- [Exercise directions]: The answer must be an exact copy of the lines from the one containing "Get bounding boxes for player's" through the final line of the material, both included, and nothing else.

Segment Start: Given records

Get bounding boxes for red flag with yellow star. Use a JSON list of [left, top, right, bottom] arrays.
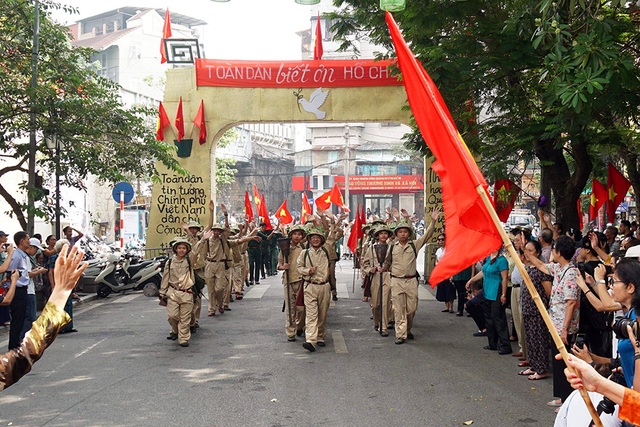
[[253, 184, 261, 211], [329, 184, 350, 212], [155, 102, 170, 141], [275, 199, 293, 225], [175, 97, 184, 141], [259, 193, 272, 230], [606, 163, 631, 220], [301, 192, 312, 224], [589, 179, 606, 219], [315, 189, 332, 211], [493, 179, 521, 223]]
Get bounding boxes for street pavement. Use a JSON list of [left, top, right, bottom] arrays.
[[0, 252, 558, 427]]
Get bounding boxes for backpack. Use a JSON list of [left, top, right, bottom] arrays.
[[386, 241, 420, 280], [166, 256, 205, 301]]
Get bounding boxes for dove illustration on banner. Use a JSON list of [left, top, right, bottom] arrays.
[[298, 88, 329, 119]]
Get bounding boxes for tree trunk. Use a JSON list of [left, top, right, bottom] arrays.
[[623, 154, 640, 222]]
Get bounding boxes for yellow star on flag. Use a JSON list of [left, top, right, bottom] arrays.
[[609, 187, 617, 202], [590, 193, 598, 207]]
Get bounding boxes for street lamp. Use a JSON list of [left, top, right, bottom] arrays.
[[44, 133, 61, 239], [295, 0, 321, 4]]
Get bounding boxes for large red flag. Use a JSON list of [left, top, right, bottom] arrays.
[[606, 163, 631, 220], [329, 184, 350, 212], [589, 179, 607, 219], [193, 100, 207, 145], [313, 12, 324, 60], [386, 12, 502, 286], [275, 199, 293, 225], [160, 9, 172, 64], [315, 189, 332, 211], [259, 194, 272, 230], [301, 192, 312, 224], [175, 97, 185, 141], [253, 184, 261, 211], [244, 191, 254, 222], [155, 102, 170, 141], [493, 179, 521, 222], [358, 205, 366, 237], [347, 204, 362, 253]]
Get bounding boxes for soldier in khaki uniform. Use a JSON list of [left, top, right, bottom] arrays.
[[297, 227, 331, 353], [277, 225, 307, 341], [159, 236, 205, 347], [231, 224, 249, 300], [362, 225, 393, 336], [182, 221, 205, 332], [383, 208, 439, 345]]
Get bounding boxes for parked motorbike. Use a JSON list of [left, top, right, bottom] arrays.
[[95, 253, 163, 298]]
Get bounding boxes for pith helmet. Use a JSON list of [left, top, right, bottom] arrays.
[[287, 224, 307, 238], [305, 226, 326, 244], [186, 221, 202, 230], [230, 226, 240, 234], [374, 225, 392, 238], [394, 220, 414, 236], [211, 223, 225, 231], [171, 237, 192, 253]]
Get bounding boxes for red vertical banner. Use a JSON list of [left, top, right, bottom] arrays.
[[175, 97, 184, 141], [193, 100, 207, 145], [244, 191, 254, 222], [314, 12, 323, 60], [160, 9, 172, 64], [155, 102, 170, 141], [301, 192, 312, 224], [259, 194, 272, 230]]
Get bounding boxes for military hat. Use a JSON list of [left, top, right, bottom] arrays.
[[394, 220, 414, 235], [171, 237, 192, 253], [230, 226, 240, 234], [287, 224, 307, 238], [370, 219, 385, 227], [305, 226, 326, 244], [210, 223, 225, 231], [186, 221, 203, 230], [373, 225, 392, 238]]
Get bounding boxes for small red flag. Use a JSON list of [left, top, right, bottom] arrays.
[[493, 179, 521, 223], [577, 198, 584, 230], [606, 163, 631, 221], [259, 193, 272, 230], [160, 9, 172, 64], [193, 100, 207, 145], [301, 192, 312, 224], [347, 204, 362, 253], [253, 184, 261, 210], [329, 184, 350, 212], [244, 191, 254, 222], [175, 97, 184, 141], [315, 189, 332, 211], [589, 179, 607, 219], [386, 12, 502, 286], [313, 12, 323, 60], [275, 199, 293, 225], [358, 205, 366, 237], [155, 102, 170, 141]]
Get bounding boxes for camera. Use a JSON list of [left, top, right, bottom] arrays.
[[2, 270, 15, 281], [574, 333, 586, 349], [612, 316, 638, 340]]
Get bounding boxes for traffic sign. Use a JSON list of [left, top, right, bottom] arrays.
[[112, 182, 135, 204]]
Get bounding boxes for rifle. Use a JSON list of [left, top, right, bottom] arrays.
[[278, 237, 292, 327], [375, 243, 388, 336]]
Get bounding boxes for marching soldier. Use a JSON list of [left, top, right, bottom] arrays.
[[159, 236, 205, 347], [383, 208, 439, 345], [182, 220, 205, 333], [362, 225, 393, 336], [277, 224, 307, 341], [297, 227, 331, 353]]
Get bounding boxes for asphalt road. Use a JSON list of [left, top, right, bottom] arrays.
[[0, 256, 558, 427]]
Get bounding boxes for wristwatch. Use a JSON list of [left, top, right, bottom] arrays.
[[597, 280, 606, 284]]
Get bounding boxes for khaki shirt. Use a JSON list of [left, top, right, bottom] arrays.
[[279, 243, 305, 283], [197, 237, 230, 278], [325, 226, 343, 261], [296, 246, 330, 284], [383, 232, 430, 278], [160, 256, 194, 296], [362, 243, 391, 286]]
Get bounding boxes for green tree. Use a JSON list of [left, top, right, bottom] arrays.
[[0, 0, 182, 230], [330, 0, 640, 229]]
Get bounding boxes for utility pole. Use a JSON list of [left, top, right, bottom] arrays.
[[344, 125, 350, 215], [27, 0, 40, 234]]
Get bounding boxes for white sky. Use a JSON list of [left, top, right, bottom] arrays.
[[51, 0, 322, 60]]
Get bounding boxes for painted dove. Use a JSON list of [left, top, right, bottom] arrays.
[[298, 88, 329, 119]]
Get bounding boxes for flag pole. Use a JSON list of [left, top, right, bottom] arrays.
[[475, 185, 603, 427]]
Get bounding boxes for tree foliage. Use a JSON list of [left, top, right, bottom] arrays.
[[329, 0, 640, 228], [0, 0, 182, 230]]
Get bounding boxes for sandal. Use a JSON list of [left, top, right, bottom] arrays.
[[518, 361, 530, 367], [528, 372, 548, 380], [518, 368, 535, 376], [362, 297, 370, 302], [547, 399, 562, 407]]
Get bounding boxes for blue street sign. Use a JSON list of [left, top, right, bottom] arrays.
[[112, 182, 135, 204]]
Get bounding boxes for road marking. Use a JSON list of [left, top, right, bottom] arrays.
[[336, 283, 349, 299], [418, 284, 435, 301], [244, 284, 270, 298], [111, 294, 141, 304], [332, 330, 348, 354], [75, 338, 107, 358]]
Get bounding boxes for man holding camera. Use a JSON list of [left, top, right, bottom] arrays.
[[7, 232, 33, 350]]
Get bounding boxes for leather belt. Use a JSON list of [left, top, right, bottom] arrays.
[[307, 281, 328, 285], [512, 284, 521, 288], [206, 258, 226, 262], [170, 284, 193, 294], [391, 274, 416, 279]]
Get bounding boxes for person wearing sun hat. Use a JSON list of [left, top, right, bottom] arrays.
[[278, 224, 307, 341], [297, 226, 331, 352], [362, 224, 393, 336], [182, 220, 204, 332], [159, 235, 206, 347], [383, 208, 440, 345]]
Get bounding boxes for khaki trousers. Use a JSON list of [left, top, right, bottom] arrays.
[[284, 280, 305, 338], [391, 277, 418, 340], [190, 296, 201, 327], [206, 275, 227, 313], [510, 286, 527, 358], [232, 264, 244, 293], [223, 269, 232, 307], [167, 288, 194, 344], [371, 273, 392, 331], [304, 282, 330, 345]]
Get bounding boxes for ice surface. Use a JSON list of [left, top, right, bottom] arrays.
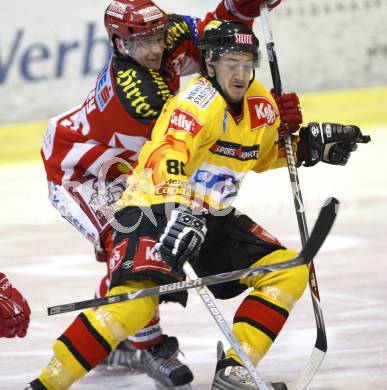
[[0, 130, 386, 389]]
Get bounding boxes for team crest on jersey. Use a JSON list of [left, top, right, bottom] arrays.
[[168, 108, 203, 137], [180, 79, 217, 110], [248, 96, 279, 131], [96, 60, 114, 112], [210, 140, 260, 161]]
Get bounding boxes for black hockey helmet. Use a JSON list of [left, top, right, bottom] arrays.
[[198, 20, 260, 69]]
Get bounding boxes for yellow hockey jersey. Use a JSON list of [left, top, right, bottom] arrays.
[[117, 76, 289, 212]]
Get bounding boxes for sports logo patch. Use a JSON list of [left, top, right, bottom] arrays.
[[193, 169, 239, 189], [204, 20, 222, 31], [210, 140, 260, 161], [133, 237, 172, 274], [96, 61, 114, 112], [168, 108, 203, 137], [106, 1, 127, 20], [248, 96, 279, 131], [235, 33, 253, 45], [180, 79, 217, 110], [109, 239, 129, 273], [138, 6, 164, 22]]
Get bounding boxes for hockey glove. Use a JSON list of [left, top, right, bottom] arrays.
[[272, 91, 303, 134], [297, 122, 371, 167], [155, 209, 207, 275], [216, 0, 282, 20], [0, 273, 31, 338]]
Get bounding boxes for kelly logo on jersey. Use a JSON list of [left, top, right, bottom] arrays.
[[133, 237, 172, 274], [210, 140, 260, 161], [168, 108, 203, 137], [248, 96, 279, 131]]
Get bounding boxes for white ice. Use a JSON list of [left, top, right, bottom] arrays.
[[0, 129, 386, 389]]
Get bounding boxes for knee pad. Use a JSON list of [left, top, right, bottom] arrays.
[[241, 249, 309, 311], [102, 279, 160, 339]]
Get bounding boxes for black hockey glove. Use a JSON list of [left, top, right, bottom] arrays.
[[155, 208, 207, 275], [297, 122, 371, 167]]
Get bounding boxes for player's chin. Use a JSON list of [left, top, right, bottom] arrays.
[[146, 57, 163, 70], [228, 86, 247, 102]]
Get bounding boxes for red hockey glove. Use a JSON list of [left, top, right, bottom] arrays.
[[272, 91, 303, 134], [216, 0, 282, 21], [0, 273, 31, 338]]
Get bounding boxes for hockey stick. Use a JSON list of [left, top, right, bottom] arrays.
[[183, 261, 270, 390], [46, 197, 338, 318], [259, 3, 328, 389]]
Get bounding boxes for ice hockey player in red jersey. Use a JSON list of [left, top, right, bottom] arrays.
[[27, 17, 368, 390], [0, 273, 30, 338], [38, 0, 283, 388]]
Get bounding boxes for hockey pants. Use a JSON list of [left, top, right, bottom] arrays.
[[34, 249, 307, 389]]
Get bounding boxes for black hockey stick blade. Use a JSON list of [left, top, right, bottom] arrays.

Segment End: Given records

- [Result]:
Get bounding boxes for player's chin. Use a JSON list of [left, top, right, bottom] arrays.
[[146, 57, 163, 70], [228, 86, 247, 102]]
Get bounding boxes for red hockey glove. Use a JSON list of [left, top, right, bottom] arrays.
[[272, 91, 303, 134], [216, 0, 282, 21], [0, 273, 31, 338]]
Get bounding boxes for hockey stick. Use a JSON list of [left, top, right, bottom] arrays.
[[183, 261, 270, 390], [46, 197, 338, 318], [259, 3, 328, 389]]
Get bounding boxes for ice hockey player in red jersey. Use a JSON list of [left, top, right, bottom] arrays.
[[27, 17, 368, 390], [0, 273, 30, 338], [38, 0, 283, 388]]
Get bounding boxes for hockey pants. Use a JSON list of [left, top, right, bottom] arrays.
[[34, 249, 307, 389]]
Get bounding boxes for black hockey stick blade. Use a JSON list of [left, top, right, bottom] arrays.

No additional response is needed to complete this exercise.